*Exercise material*
# # # # #

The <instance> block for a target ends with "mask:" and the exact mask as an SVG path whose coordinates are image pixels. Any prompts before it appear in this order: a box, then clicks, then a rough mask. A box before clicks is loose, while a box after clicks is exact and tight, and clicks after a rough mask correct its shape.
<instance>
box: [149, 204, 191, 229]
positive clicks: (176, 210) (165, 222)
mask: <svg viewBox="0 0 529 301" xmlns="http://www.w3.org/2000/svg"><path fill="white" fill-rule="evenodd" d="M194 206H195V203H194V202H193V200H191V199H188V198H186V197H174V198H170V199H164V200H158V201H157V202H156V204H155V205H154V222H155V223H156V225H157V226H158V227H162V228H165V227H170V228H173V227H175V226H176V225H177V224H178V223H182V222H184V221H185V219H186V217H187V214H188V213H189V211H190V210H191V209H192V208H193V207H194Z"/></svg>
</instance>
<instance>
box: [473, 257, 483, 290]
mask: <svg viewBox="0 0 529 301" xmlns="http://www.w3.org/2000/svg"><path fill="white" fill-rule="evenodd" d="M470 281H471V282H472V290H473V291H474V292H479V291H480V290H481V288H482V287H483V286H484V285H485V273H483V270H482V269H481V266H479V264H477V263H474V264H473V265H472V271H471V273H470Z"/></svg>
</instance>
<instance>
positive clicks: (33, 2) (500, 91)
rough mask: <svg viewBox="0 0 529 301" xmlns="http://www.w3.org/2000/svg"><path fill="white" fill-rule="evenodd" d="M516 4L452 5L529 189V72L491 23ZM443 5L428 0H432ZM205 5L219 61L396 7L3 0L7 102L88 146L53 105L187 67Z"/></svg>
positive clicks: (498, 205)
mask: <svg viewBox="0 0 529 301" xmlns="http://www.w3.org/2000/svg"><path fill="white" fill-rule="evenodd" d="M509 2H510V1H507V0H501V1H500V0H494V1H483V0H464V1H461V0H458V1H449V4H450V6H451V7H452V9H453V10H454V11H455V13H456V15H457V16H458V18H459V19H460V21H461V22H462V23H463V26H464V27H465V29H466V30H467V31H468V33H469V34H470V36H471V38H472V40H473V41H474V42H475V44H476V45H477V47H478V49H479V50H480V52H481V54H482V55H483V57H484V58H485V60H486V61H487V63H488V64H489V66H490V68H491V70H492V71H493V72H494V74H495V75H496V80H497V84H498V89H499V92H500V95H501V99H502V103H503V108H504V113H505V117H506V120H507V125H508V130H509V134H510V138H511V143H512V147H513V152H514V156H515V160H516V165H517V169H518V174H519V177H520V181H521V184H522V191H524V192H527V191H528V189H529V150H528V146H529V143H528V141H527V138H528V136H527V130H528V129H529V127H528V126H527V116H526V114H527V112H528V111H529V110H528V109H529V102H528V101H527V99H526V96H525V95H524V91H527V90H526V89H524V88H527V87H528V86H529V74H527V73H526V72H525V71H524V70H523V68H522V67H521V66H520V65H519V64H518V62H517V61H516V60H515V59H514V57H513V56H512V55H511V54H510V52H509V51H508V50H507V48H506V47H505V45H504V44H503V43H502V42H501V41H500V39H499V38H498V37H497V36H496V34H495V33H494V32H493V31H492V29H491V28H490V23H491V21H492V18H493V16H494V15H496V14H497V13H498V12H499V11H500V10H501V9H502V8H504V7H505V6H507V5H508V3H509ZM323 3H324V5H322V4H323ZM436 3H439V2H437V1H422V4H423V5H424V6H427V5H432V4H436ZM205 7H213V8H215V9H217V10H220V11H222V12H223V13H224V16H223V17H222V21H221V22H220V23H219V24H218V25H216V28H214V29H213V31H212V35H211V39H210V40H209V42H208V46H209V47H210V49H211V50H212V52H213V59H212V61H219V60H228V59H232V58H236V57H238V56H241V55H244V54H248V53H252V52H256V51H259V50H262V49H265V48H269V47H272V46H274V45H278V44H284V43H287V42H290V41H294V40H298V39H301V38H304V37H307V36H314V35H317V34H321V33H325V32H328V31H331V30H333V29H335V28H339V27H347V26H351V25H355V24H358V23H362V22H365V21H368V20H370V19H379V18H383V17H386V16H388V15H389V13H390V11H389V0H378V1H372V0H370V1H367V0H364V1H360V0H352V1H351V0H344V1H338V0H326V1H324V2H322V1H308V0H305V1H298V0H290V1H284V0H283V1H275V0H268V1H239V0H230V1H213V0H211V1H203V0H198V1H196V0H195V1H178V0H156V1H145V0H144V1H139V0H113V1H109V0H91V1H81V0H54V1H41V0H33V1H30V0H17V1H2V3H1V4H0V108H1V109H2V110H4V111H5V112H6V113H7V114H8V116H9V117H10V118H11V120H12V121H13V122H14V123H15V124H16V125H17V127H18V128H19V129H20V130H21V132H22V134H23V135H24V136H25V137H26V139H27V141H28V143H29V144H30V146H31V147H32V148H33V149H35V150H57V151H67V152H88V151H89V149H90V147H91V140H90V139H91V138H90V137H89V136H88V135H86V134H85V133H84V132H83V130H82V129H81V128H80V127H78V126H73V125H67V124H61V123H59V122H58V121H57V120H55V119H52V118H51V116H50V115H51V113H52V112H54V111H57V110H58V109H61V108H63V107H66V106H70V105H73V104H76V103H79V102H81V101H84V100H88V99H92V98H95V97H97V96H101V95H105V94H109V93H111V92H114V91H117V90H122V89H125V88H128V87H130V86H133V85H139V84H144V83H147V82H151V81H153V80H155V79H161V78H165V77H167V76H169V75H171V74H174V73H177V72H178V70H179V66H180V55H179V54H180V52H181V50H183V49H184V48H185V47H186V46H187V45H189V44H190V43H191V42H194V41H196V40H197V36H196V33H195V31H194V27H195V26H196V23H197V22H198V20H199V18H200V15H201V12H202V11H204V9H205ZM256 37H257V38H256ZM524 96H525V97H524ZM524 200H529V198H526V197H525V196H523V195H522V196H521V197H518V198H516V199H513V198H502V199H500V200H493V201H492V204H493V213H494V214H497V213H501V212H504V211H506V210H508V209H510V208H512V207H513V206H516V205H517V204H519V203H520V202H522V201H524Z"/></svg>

# # # # #

Copy out all the lines of the records that include "rough".

The <instance> block for a target ends with "mask:" and the exact mask as an SVG path whose coordinates are image pixels. Any prompts before it appear in this order: a box, then clicks, then a rough mask. A box before clicks is loose, while a box after clicks is exact and tight, and clicks after a rough mask correct its shape.
rough mask: <svg viewBox="0 0 529 301" xmlns="http://www.w3.org/2000/svg"><path fill="white" fill-rule="evenodd" d="M516 4L452 5L529 189V72L491 23ZM443 5L428 0H432ZM205 5L219 61L396 7L3 0L7 102L88 146L53 105L187 67Z"/></svg>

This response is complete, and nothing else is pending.